■ **What the task requires**
From the line that holds "Task: kindly identify the car taillight" to the last line of the data, copy everything exactly; leave out all the rest.

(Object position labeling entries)
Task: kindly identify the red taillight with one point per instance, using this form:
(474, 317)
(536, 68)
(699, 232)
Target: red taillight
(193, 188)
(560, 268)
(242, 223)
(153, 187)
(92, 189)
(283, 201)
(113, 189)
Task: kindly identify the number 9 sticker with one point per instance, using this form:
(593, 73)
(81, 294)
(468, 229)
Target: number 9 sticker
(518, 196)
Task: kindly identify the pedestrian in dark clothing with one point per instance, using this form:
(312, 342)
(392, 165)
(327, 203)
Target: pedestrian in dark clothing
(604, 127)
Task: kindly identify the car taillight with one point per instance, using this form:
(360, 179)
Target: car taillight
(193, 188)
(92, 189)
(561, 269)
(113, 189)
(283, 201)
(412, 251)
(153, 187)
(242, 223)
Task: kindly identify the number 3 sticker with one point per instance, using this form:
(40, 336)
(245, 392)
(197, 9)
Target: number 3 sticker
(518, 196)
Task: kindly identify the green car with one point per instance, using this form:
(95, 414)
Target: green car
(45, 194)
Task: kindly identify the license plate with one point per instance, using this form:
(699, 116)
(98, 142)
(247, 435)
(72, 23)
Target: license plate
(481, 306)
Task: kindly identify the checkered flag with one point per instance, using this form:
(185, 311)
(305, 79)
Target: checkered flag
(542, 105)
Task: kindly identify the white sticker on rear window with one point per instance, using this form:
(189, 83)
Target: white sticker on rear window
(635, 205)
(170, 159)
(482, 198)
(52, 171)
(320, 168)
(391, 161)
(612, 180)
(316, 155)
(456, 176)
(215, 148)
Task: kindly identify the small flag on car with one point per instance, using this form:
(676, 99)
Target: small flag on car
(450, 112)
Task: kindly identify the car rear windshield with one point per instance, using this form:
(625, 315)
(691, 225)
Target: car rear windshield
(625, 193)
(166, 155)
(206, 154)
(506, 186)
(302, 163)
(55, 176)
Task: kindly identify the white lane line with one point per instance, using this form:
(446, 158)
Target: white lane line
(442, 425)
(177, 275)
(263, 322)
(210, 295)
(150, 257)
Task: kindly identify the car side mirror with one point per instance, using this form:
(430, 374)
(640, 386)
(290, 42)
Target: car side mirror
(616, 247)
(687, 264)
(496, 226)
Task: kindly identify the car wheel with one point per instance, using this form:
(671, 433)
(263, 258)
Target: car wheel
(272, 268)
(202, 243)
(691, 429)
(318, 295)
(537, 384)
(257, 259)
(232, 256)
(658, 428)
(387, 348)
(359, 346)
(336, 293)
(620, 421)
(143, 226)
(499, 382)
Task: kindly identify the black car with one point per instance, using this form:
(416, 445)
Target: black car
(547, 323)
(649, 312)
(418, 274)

■ **Reply to the task**
Task: kindly identify the car taillight with one point per instance, using this form:
(360, 179)
Target: car taillight
(193, 188)
(92, 189)
(561, 269)
(113, 189)
(283, 201)
(412, 251)
(153, 187)
(242, 223)
Task: kindly identify the number 3 sticker with one point per instance, using this form:
(40, 336)
(245, 392)
(197, 9)
Target: number 3 sticker
(518, 196)
Task: kindly identify the green car with one point per instance, using this form:
(95, 414)
Target: green car
(45, 194)
Task: kindly identify the license plate with one point per instance, using this form:
(699, 116)
(98, 142)
(247, 435)
(72, 23)
Target: license plate
(481, 306)
Task: kindly identify the checkered flag with one point per instance, using this form:
(185, 311)
(305, 79)
Target: checkered flag
(542, 105)
Task: kindly identify the white sticker on rear window with one point per instance, using this form:
(189, 83)
Target: white sticker on rear window
(635, 205)
(170, 159)
(482, 198)
(52, 171)
(320, 168)
(391, 161)
(612, 180)
(316, 155)
(456, 176)
(215, 148)
Task: kindly identify the small flag on car with one point per instance, using this form:
(676, 99)
Target: small flag on car
(450, 112)
Task: kindly identify the car rear windshield with one point per instance, using this form:
(625, 315)
(691, 225)
Target: car rear windshield
(625, 193)
(166, 155)
(206, 154)
(506, 186)
(302, 163)
(55, 176)
Task: kindly identify the white lane line with one point per instance, using this form:
(446, 158)
Target: white lane line
(442, 425)
(177, 275)
(263, 322)
(210, 295)
(150, 257)
Task: kindly identify the car side mirror with one point per instance, using this form:
(430, 374)
(640, 386)
(290, 42)
Target: car side mirror
(616, 247)
(687, 264)
(496, 226)
Task: kindly identify the car wheel with one point per instance, using this form:
(671, 433)
(263, 258)
Target: car wheel
(272, 268)
(202, 243)
(691, 429)
(318, 295)
(537, 384)
(257, 259)
(232, 256)
(658, 428)
(387, 348)
(359, 346)
(336, 293)
(620, 421)
(143, 226)
(499, 382)
Task: kindly identify the black car with one point per instance, using this form:
(416, 445)
Target: black car
(547, 323)
(649, 312)
(418, 274)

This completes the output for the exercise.